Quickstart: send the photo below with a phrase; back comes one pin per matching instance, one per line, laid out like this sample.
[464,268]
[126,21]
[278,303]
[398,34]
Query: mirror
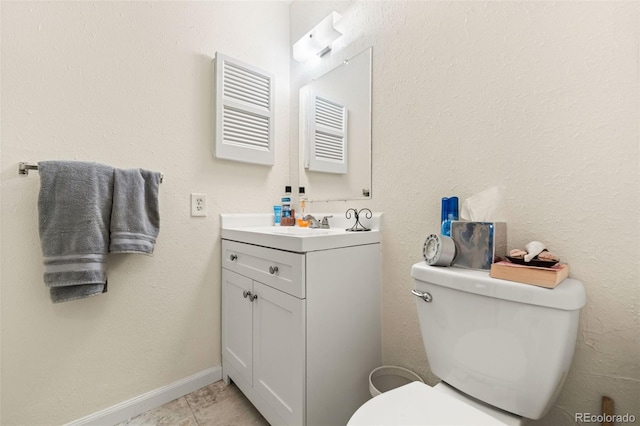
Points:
[335,132]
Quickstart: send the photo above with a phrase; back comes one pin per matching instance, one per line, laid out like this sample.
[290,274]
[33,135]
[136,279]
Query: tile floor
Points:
[213,405]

WORK INSTRUCTIONS: When you retype the data above, match every line exactly and leave the pictures behind.

SOLVED PROBLEM:
Quickstart: send the photo below with a phrase; back comes one pin per matching instance, one per line, laid out like this sample.
[464,268]
[126,21]
[278,303]
[398,34]
Query: mirror
Points:
[335,132]
Quickstart: send the photo above with a phrase; back comes one pin per matching instance, one per line, laid out like this sample.
[290,274]
[33,135]
[136,279]
Query: tile floor
Points:
[213,405]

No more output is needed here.